**TASK:** Reproduce the passage on dreaming and consciousness from "Dreaming, like 'being" up to and including "of that exploration.", swapping "culture" for "tradition".

My esoteric view is consciousness is a continuum...and dreams only one aspect. Different aspects of awareness, of thinking, of experiencing and even different 'levels' to dreaming. Westerners are interested in something called 'lucid' states....but I personally think that people striving for these states are 'missing the point'. Just like siddhis in normal meditation, it is easy to get distracted in dream states.
Personally, I've found it useful to adapt the following understanding of various dream states: samsaric (your normal dreaming), dreams of clarity (when you become 'aware' in your dream state...and these vary from mild to life altering dreams), and natural light.
Being wholistic beings, I believe in the mind/body connection...so doing good things and having good thoughts and having a spiritual practice will naturally move one from one level of dreaming to another. I think we all have dreams of clarity at various points in our lives. Like swimming in the great pool of the subconscious...usually one is just free-floating during sleep. At times, the dream with attain a 'quality'...clarity. You 'know' it is important. You may even be aware that you are dreaming. Some of these can be life-altering. Dreams of 'natural light' I will skip describing for now, but the quality of awareness is what I think is key for a spiritual aspirant.
Dreaming, like 'being awake', is understood differently depending on context and culture. My understanding, one that makes sense to my western mind, is that dreaming is part of a continuum of consciousness. If we are interested in examining perception, reality, exploring consciousness in all it's aspects...then examination of the dreaming state is part of that exploration.

**DATASET CONTENT:**
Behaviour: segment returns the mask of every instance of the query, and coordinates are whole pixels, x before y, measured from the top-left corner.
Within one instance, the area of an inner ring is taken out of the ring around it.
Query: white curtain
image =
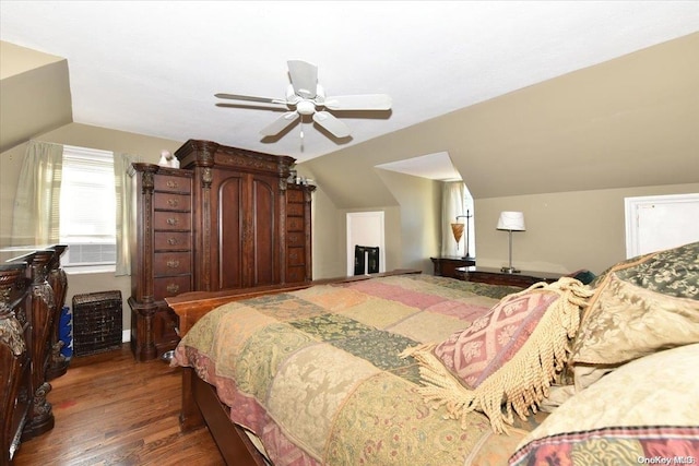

**FINAL RESULT:**
Dreaming, like 'being awake', is understood differently depending on context and tradition. My understanding, one that makes sense to my western mind, is that dreaming is part of a continuum of consciousness. If we are interested in examining perception, reality, exploring consciousness in all it's aspects...then examination of the dreaming state is part of that exploration.